Supplied entries:
-----

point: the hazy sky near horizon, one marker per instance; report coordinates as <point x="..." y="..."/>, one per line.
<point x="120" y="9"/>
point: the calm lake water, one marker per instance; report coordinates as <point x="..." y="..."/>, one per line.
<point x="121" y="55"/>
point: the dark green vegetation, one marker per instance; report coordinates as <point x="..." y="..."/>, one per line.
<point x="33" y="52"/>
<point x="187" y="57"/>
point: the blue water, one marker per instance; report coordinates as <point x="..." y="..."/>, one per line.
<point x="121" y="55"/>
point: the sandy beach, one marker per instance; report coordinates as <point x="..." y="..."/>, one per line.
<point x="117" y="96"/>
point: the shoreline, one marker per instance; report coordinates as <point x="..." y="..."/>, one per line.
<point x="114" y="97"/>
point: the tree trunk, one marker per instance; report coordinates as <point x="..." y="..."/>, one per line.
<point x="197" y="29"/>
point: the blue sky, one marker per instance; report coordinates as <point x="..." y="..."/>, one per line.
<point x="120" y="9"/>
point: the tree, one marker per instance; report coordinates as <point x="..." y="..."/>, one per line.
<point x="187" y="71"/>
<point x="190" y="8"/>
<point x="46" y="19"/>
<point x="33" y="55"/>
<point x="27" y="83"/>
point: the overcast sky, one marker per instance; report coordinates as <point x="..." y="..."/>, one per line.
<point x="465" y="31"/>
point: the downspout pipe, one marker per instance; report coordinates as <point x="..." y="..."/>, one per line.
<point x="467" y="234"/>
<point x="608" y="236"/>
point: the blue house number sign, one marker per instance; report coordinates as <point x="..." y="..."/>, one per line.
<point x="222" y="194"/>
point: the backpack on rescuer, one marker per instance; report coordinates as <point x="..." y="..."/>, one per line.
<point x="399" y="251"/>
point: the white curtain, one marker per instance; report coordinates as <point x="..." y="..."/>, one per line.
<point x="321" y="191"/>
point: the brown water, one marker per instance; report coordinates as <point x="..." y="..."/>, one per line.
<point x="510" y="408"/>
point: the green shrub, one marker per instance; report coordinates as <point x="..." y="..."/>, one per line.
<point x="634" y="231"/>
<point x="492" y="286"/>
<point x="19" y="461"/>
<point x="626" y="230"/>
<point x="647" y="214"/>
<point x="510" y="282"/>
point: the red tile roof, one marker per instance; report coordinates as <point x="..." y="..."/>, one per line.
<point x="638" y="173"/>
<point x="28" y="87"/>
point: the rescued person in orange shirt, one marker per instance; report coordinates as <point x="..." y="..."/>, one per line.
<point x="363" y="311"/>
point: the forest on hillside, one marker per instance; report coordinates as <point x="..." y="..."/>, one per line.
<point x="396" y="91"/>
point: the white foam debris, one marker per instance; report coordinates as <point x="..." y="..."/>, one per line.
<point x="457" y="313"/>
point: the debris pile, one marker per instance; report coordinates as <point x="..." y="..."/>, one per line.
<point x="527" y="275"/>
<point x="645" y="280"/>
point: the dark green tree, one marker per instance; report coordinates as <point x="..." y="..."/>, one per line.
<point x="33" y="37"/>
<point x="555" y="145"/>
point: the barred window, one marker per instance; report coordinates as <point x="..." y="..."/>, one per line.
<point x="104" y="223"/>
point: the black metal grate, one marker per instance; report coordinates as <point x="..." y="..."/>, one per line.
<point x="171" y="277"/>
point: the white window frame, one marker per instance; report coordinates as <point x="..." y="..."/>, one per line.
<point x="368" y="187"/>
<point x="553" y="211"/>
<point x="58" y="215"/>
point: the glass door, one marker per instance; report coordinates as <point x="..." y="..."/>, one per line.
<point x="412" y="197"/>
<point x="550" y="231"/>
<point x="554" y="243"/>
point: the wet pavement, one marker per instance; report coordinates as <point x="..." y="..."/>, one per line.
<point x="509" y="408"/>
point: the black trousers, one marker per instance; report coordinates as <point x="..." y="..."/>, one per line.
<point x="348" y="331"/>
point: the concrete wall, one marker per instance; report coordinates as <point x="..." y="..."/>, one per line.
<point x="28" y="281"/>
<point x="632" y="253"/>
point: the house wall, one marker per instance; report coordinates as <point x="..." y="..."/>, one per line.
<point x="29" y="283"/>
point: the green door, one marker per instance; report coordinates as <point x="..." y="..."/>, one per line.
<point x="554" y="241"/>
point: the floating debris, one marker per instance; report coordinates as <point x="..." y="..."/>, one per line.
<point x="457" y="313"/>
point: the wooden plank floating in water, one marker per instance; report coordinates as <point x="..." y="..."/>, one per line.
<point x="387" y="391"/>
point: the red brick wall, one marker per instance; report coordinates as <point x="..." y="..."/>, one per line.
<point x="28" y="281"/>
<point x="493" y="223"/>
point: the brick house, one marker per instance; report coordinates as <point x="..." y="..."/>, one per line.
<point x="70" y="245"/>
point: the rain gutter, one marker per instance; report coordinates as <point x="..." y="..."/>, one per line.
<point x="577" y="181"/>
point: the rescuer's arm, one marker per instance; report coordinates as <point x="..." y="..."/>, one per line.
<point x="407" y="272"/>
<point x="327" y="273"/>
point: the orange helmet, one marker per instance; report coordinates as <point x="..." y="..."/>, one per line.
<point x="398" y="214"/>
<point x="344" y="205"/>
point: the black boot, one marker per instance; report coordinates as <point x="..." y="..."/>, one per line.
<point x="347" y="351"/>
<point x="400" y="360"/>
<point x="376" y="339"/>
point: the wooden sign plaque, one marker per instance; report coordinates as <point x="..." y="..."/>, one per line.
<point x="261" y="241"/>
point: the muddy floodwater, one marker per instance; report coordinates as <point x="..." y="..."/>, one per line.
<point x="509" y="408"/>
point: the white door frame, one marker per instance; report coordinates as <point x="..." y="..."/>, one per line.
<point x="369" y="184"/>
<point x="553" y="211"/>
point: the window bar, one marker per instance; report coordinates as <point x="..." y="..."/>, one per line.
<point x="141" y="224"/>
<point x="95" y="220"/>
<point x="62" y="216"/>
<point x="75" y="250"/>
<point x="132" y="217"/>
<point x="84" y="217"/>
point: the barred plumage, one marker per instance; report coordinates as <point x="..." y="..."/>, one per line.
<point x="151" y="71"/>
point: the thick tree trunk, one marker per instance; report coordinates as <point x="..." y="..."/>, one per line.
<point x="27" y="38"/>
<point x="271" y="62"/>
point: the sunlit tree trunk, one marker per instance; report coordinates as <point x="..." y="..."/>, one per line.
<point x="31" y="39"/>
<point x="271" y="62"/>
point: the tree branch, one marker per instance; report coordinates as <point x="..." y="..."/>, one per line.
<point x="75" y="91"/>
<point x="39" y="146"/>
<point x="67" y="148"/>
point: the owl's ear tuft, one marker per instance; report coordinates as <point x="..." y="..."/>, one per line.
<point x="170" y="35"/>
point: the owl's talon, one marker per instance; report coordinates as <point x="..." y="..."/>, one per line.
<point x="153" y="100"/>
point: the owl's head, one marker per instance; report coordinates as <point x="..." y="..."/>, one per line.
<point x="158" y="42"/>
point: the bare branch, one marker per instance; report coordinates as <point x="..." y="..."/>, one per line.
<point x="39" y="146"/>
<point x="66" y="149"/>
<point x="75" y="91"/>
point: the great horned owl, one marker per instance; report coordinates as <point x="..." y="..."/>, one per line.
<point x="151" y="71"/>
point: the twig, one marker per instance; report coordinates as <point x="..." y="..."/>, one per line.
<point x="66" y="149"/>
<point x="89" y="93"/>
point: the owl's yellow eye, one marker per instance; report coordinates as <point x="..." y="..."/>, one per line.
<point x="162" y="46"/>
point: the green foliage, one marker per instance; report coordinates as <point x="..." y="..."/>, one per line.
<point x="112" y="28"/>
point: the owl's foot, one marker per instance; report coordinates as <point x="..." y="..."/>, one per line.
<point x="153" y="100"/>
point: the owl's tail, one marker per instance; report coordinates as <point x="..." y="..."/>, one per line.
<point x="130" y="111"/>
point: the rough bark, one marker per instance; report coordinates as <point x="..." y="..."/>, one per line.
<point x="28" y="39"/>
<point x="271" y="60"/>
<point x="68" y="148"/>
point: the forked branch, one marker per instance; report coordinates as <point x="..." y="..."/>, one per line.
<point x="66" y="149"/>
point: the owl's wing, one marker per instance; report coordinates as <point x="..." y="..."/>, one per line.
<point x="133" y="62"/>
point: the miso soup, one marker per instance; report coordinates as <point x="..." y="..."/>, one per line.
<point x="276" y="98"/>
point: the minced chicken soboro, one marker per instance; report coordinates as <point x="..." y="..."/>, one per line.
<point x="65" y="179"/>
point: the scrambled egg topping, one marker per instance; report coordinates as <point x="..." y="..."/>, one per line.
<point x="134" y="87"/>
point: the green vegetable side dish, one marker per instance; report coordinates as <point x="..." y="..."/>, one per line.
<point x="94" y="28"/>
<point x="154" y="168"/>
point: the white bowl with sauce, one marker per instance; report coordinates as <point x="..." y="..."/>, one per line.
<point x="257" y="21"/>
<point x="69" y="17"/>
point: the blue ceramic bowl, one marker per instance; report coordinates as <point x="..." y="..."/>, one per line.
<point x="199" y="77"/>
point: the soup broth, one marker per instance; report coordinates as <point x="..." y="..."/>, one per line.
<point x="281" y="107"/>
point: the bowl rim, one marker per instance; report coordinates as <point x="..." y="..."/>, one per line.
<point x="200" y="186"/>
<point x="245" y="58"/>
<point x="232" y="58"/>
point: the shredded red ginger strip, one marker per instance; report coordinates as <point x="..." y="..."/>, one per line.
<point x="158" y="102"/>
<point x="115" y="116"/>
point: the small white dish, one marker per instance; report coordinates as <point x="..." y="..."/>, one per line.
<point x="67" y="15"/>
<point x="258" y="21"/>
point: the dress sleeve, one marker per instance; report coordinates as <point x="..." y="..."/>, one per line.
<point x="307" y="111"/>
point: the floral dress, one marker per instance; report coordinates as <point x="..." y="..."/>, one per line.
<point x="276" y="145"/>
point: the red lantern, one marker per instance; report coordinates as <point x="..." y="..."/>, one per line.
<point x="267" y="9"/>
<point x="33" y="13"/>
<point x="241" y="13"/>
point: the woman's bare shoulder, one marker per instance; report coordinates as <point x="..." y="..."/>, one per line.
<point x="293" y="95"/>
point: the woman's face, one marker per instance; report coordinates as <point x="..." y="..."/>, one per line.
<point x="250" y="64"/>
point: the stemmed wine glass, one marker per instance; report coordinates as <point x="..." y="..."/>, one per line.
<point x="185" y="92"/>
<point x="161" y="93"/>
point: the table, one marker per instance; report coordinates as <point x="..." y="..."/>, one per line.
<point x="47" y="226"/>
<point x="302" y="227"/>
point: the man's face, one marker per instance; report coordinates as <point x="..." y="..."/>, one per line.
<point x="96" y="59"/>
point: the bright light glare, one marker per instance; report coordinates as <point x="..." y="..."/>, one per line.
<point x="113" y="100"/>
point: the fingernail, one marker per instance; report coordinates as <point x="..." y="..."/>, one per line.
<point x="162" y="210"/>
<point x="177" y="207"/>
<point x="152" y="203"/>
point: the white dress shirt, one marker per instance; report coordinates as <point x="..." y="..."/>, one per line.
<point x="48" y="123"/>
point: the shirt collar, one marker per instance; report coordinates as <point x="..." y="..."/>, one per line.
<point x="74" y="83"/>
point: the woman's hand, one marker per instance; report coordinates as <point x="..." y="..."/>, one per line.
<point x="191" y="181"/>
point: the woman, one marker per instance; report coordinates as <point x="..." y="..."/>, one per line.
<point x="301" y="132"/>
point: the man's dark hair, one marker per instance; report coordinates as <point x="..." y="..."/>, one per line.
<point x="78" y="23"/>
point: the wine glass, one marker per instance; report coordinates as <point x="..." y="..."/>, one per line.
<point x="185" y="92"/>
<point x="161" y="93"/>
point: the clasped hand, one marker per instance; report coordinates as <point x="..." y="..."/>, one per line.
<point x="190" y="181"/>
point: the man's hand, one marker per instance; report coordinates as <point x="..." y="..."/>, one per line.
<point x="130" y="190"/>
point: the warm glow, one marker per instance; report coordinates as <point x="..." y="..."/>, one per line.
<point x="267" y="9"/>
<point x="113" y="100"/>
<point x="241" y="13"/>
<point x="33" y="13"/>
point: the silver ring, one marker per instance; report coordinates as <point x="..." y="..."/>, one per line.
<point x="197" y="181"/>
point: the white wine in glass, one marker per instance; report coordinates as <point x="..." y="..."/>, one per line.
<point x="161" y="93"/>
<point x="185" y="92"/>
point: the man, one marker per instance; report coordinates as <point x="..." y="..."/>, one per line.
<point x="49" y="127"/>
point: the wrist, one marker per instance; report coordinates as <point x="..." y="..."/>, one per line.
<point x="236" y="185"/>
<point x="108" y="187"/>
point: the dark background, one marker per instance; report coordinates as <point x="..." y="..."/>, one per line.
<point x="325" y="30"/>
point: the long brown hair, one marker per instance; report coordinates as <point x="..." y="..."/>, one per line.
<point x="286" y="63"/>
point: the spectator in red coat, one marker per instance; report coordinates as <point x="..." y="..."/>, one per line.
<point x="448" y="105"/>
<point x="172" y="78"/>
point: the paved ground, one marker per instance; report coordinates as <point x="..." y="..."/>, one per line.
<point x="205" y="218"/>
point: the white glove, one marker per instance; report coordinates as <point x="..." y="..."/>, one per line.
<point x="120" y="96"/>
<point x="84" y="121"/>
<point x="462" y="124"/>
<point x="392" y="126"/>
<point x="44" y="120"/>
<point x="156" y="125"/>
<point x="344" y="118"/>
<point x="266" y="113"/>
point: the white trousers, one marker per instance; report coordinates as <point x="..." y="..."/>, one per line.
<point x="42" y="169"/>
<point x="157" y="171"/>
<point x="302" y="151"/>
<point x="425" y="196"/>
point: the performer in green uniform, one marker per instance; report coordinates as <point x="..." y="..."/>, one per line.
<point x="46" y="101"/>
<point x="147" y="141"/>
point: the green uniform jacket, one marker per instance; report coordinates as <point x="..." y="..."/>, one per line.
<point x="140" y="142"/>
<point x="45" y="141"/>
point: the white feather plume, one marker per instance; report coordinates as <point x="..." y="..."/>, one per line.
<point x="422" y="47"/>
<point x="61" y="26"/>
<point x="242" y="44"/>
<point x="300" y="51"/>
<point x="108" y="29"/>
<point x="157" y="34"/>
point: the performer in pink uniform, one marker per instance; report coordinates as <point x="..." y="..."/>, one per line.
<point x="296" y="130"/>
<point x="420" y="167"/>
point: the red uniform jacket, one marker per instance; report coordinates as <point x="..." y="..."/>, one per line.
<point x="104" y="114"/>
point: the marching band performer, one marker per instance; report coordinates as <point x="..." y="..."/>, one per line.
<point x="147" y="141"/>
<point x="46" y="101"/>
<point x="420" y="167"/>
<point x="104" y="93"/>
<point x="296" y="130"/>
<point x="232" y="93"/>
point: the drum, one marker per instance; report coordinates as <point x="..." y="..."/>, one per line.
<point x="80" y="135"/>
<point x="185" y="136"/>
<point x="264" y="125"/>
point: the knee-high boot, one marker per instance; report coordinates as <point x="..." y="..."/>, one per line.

-----

Given request: Revise the data from the line containing "point: the white glove, one" through the end of the data, replacing "white feather plume" with "white plume" and leaving everything else unchanged. Give back only those lines.

Written answer:
point: the white glove, one marker per instance; report coordinates as <point x="..." y="..."/>, one per line.
<point x="120" y="96"/>
<point x="84" y="121"/>
<point x="462" y="124"/>
<point x="392" y="126"/>
<point x="44" y="120"/>
<point x="156" y="125"/>
<point x="344" y="118"/>
<point x="266" y="113"/>
point: the white trousers, one marker per instance; report coordinates as <point x="..." y="..."/>, one per line.
<point x="42" y="169"/>
<point x="157" y="171"/>
<point x="302" y="151"/>
<point x="425" y="196"/>
point: the performer in green uniform, one marker per instance; report coordinates as <point x="..." y="..."/>, one per line.
<point x="46" y="101"/>
<point x="147" y="141"/>
point: the green uniform jacket, one marker per instance; report coordinates as <point x="..." y="..."/>, one per line.
<point x="140" y="142"/>
<point x="45" y="141"/>
point: the white plume, one marker per instance; report coordinates as <point x="..." y="..."/>, one per line.
<point x="422" y="47"/>
<point x="61" y="26"/>
<point x="242" y="44"/>
<point x="300" y="51"/>
<point x="108" y="29"/>
<point x="157" y="34"/>
point: the performer in pink uniform, one marker per instance; report coordinates as <point x="..." y="..."/>, one per line.
<point x="296" y="130"/>
<point x="420" y="167"/>
point: the red uniform jacket, one marker per instance; report coordinates as <point x="..." y="..."/>, one per line.
<point x="104" y="114"/>
point: the marching band performer, one marker per instance; report coordinates as <point x="..." y="..."/>, one per line.
<point x="147" y="141"/>
<point x="46" y="101"/>
<point x="420" y="167"/>
<point x="104" y="93"/>
<point x="296" y="130"/>
<point x="232" y="93"/>
point: the drum, one marker per instance; report coordinates as <point x="..." y="..."/>, one per line.
<point x="80" y="135"/>
<point x="185" y="136"/>
<point x="264" y="125"/>
point: the knee-high boot, one marker per instance; report coordinates as <point x="..." y="..."/>, one per line.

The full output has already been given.